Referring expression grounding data
::::::::
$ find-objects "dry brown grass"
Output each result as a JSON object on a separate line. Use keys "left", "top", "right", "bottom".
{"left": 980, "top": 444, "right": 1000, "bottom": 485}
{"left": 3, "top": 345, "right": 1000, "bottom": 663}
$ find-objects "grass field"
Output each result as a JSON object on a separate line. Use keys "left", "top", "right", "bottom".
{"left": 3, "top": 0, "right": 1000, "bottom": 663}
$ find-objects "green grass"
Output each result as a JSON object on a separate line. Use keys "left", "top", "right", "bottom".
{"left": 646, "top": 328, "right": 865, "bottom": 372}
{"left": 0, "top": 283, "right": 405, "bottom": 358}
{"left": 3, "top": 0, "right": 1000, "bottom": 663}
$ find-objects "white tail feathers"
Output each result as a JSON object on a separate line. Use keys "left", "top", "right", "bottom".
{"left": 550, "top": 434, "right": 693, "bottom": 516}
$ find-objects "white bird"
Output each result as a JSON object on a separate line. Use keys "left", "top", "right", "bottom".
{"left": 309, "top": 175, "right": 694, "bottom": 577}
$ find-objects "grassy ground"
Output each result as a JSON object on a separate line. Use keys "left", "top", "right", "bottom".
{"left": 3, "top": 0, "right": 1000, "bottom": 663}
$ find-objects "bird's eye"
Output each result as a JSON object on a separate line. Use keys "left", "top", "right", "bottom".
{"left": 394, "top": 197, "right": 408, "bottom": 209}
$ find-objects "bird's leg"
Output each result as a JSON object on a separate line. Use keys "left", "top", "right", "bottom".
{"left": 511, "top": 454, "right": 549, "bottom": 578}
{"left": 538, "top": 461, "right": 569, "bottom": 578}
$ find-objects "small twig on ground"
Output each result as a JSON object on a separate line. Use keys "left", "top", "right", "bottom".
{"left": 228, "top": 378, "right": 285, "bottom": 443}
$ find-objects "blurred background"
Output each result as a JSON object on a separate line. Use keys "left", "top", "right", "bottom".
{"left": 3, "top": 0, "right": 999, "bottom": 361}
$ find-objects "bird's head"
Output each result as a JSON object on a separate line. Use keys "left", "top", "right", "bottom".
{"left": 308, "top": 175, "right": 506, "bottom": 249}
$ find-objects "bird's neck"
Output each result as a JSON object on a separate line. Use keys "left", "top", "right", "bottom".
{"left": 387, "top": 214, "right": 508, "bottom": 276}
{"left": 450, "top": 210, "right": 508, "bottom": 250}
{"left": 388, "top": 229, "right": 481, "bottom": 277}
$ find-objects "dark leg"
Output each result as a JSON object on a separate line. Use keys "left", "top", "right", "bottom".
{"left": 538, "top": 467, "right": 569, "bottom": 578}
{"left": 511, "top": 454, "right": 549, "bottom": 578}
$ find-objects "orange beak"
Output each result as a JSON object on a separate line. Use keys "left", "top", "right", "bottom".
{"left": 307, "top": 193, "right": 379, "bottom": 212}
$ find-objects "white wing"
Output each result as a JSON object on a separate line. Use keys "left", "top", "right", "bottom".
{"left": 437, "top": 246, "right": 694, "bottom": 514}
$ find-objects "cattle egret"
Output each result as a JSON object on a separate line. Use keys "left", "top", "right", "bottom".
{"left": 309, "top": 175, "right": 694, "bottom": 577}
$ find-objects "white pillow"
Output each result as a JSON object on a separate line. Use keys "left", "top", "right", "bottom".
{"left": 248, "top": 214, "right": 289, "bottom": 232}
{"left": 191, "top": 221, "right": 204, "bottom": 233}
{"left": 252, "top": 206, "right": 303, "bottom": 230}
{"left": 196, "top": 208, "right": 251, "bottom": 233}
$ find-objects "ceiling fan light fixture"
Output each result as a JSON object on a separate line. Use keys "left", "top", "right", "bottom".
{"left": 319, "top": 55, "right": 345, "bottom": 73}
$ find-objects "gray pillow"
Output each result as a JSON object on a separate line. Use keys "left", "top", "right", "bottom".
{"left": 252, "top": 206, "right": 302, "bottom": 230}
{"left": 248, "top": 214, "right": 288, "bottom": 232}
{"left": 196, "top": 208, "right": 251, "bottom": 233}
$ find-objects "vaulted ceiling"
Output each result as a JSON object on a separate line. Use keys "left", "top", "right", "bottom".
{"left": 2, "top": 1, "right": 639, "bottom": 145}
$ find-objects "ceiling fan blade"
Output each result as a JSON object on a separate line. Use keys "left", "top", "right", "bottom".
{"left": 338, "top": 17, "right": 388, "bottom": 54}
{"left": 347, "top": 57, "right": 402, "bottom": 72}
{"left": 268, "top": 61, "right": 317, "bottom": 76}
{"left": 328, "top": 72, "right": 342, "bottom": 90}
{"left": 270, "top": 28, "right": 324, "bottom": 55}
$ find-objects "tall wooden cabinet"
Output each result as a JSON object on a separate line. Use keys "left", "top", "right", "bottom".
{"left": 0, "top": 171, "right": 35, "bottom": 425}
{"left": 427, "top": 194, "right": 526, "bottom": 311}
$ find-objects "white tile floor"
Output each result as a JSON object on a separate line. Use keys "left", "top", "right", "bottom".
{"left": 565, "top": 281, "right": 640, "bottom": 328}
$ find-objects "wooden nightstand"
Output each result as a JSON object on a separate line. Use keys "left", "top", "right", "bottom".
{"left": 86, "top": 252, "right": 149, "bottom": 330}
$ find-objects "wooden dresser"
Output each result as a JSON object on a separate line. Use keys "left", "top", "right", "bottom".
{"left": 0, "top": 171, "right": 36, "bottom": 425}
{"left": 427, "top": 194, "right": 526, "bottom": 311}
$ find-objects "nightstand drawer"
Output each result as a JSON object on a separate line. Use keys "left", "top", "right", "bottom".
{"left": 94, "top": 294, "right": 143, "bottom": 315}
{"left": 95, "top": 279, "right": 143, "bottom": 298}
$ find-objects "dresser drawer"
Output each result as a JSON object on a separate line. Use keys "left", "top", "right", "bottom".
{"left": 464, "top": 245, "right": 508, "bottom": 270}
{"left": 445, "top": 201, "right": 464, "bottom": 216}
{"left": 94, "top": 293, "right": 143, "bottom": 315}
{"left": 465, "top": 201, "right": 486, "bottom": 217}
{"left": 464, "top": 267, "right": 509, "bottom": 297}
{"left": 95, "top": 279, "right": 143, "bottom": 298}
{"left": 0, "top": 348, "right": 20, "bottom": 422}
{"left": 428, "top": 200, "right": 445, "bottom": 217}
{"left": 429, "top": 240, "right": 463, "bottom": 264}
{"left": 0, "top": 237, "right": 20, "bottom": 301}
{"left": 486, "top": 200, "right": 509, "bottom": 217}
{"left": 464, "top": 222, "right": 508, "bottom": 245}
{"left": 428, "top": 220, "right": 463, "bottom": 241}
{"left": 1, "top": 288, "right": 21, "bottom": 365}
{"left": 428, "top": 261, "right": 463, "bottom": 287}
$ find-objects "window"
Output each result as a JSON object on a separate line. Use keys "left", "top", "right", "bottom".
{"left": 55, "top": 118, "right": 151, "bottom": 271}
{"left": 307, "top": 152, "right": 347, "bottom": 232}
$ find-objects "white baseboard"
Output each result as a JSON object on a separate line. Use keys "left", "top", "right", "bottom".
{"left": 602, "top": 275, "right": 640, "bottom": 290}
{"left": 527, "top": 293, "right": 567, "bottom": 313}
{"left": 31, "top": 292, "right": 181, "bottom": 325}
::::::::
[WHAT NEEDS TO BE DONE]: Set the records above down again. Match them exactly.

[PROBLEM SOLUTION]:
$ find-objects "dry brown grass"
Output each result as a JSON object on a separate line. Use keys "left", "top", "right", "bottom".
{"left": 980, "top": 444, "right": 1000, "bottom": 485}
{"left": 3, "top": 345, "right": 1000, "bottom": 663}
$ find-objects "grass field"
Output each result as a JSON object on a separate line. Use keys "left", "top", "right", "bottom".
{"left": 3, "top": 0, "right": 1000, "bottom": 663}
$ find-objects "green grass"
Output each result as a JSON object on a separate line. Use keys "left", "top", "right", "bottom".
{"left": 646, "top": 328, "right": 865, "bottom": 372}
{"left": 0, "top": 283, "right": 405, "bottom": 358}
{"left": 3, "top": 0, "right": 1000, "bottom": 663}
$ find-objects "white tail feathers"
Output each result as a JSON object on a separate line. Use keys "left", "top", "right", "bottom".
{"left": 550, "top": 434, "right": 693, "bottom": 516}
$ find-objects "white bird"
Output each result as a JSON object on a separate line. Use keys "left", "top", "right", "bottom".
{"left": 309, "top": 175, "right": 694, "bottom": 577}
$ find-objects "grassy ground"
Output each result as a JSON object on a separate line. Use keys "left", "top", "right", "bottom".
{"left": 3, "top": 0, "right": 1000, "bottom": 663}
$ find-objects "bird's eye"
Output each result as a JSON object on a separate line. Use keys "left", "top", "right", "bottom".
{"left": 394, "top": 197, "right": 408, "bottom": 209}
$ find-objects "bird's leg"
Output each result as a JSON object on a separate line. Use keys "left", "top", "right", "bottom".
{"left": 511, "top": 454, "right": 549, "bottom": 578}
{"left": 538, "top": 461, "right": 569, "bottom": 578}
$ find-objects "small twig on ground"
Output each result as a JSON object on a separate line. Use keys "left", "top", "right", "bottom".
{"left": 228, "top": 378, "right": 285, "bottom": 443}
$ find-objects "blurred background"
Output each result as a JSON object on a separate line. Use keys "left", "top", "right", "bottom".
{"left": 3, "top": 0, "right": 999, "bottom": 361}
$ find-objects "bird's head"
Output each result as a JSON object on a separate line. Use keys "left", "top", "right", "bottom".
{"left": 308, "top": 175, "right": 506, "bottom": 249}
$ find-objects "bird's neck"
Output each result as a JSON object on a separate line. Use keys "left", "top", "right", "bottom".
{"left": 387, "top": 214, "right": 508, "bottom": 276}
{"left": 450, "top": 210, "right": 508, "bottom": 250}
{"left": 388, "top": 229, "right": 481, "bottom": 277}
$ find-objects "dark leg"
Output each result as a JSON object on a separate line. Use keys "left", "top", "right", "bottom".
{"left": 538, "top": 467, "right": 569, "bottom": 578}
{"left": 511, "top": 454, "right": 549, "bottom": 578}
$ find-objects "orange beak"
Output each result as a JSON object on a separate line. Use keys "left", "top", "right", "bottom".
{"left": 307, "top": 193, "right": 379, "bottom": 212}
$ find-objects "white wing"
Output each result as a JSON object on a separate line. Use keys "left", "top", "right", "bottom".
{"left": 437, "top": 246, "right": 694, "bottom": 514}
$ find-objects "cattle egret"
Output each result as a JSON object on a separate line. Use keys "left", "top", "right", "bottom".
{"left": 309, "top": 175, "right": 694, "bottom": 577}
$ find-objects "white pillow"
Output each result as a JSON object on a separate line. Use keys "left", "top", "right", "bottom".
{"left": 248, "top": 214, "right": 289, "bottom": 232}
{"left": 191, "top": 221, "right": 204, "bottom": 233}
{"left": 252, "top": 206, "right": 303, "bottom": 230}
{"left": 196, "top": 208, "right": 251, "bottom": 233}
$ find-objects "ceiling fan light fixture"
Output each result as a JSON object on a separate line. Use keys "left", "top", "right", "bottom".
{"left": 319, "top": 55, "right": 345, "bottom": 73}
$ find-objects "gray pillow"
Output each result as a JSON object on a separate line. Use keys "left", "top", "right", "bottom".
{"left": 252, "top": 206, "right": 302, "bottom": 230}
{"left": 248, "top": 214, "right": 288, "bottom": 232}
{"left": 196, "top": 208, "right": 251, "bottom": 233}
$ find-objects "vaulted ceiling"
Output each result as a JSON object on a separate line. Use keys "left", "top", "right", "bottom".
{"left": 2, "top": 1, "right": 639, "bottom": 145}
$ find-objects "ceiling fan blade"
Output each result as a JSON object on a separate line. Use keys "left", "top", "right", "bottom".
{"left": 338, "top": 17, "right": 388, "bottom": 54}
{"left": 347, "top": 57, "right": 402, "bottom": 72}
{"left": 268, "top": 61, "right": 317, "bottom": 76}
{"left": 328, "top": 72, "right": 342, "bottom": 90}
{"left": 270, "top": 28, "right": 324, "bottom": 55}
$ find-objects "tall wooden cabinet"
Output each result as a JSON object on a separate line. Use keys "left", "top", "right", "bottom".
{"left": 0, "top": 171, "right": 35, "bottom": 425}
{"left": 427, "top": 194, "right": 526, "bottom": 311}
$ find-objects "white tile floor"
Output each result as a JSON object on a separate line. Use keys "left", "top", "right", "bottom".
{"left": 565, "top": 281, "right": 640, "bottom": 328}
$ find-objects "wooden nightstand"
Output each result as a JSON object on a separate line. Use keys "left", "top", "right", "bottom".
{"left": 86, "top": 252, "right": 149, "bottom": 330}
$ find-objects "wooden dresser"
Output each result as a JSON object on a separate line. Use keys "left", "top", "right", "bottom".
{"left": 0, "top": 171, "right": 36, "bottom": 425}
{"left": 427, "top": 194, "right": 526, "bottom": 311}
$ find-objects "nightstand drawer"
Output each result as a JSON object on a separate line. Use keys "left", "top", "right", "bottom".
{"left": 94, "top": 294, "right": 143, "bottom": 315}
{"left": 95, "top": 279, "right": 143, "bottom": 298}
$ find-objects "dresser drawer"
Output each result as a JSON object on a separate line. Use keys "left", "top", "right", "bottom".
{"left": 464, "top": 245, "right": 508, "bottom": 270}
{"left": 445, "top": 201, "right": 464, "bottom": 216}
{"left": 94, "top": 293, "right": 143, "bottom": 315}
{"left": 465, "top": 201, "right": 486, "bottom": 217}
{"left": 464, "top": 267, "right": 509, "bottom": 297}
{"left": 95, "top": 279, "right": 143, "bottom": 298}
{"left": 0, "top": 348, "right": 20, "bottom": 422}
{"left": 428, "top": 200, "right": 445, "bottom": 217}
{"left": 429, "top": 240, "right": 463, "bottom": 264}
{"left": 0, "top": 237, "right": 20, "bottom": 301}
{"left": 486, "top": 200, "right": 509, "bottom": 217}
{"left": 464, "top": 222, "right": 508, "bottom": 245}
{"left": 428, "top": 220, "right": 463, "bottom": 241}
{"left": 1, "top": 288, "right": 21, "bottom": 365}
{"left": 428, "top": 261, "right": 463, "bottom": 287}
$ find-objects "window"
Output each result as a JSON object on a separate line. Use keys "left", "top", "right", "bottom".
{"left": 55, "top": 118, "right": 151, "bottom": 271}
{"left": 307, "top": 152, "right": 347, "bottom": 232}
$ find-objects "white baseboard"
Output each result as a JSON object on a separate line. Use keys "left", "top", "right", "bottom".
{"left": 602, "top": 275, "right": 640, "bottom": 290}
{"left": 527, "top": 293, "right": 567, "bottom": 313}
{"left": 31, "top": 292, "right": 181, "bottom": 325}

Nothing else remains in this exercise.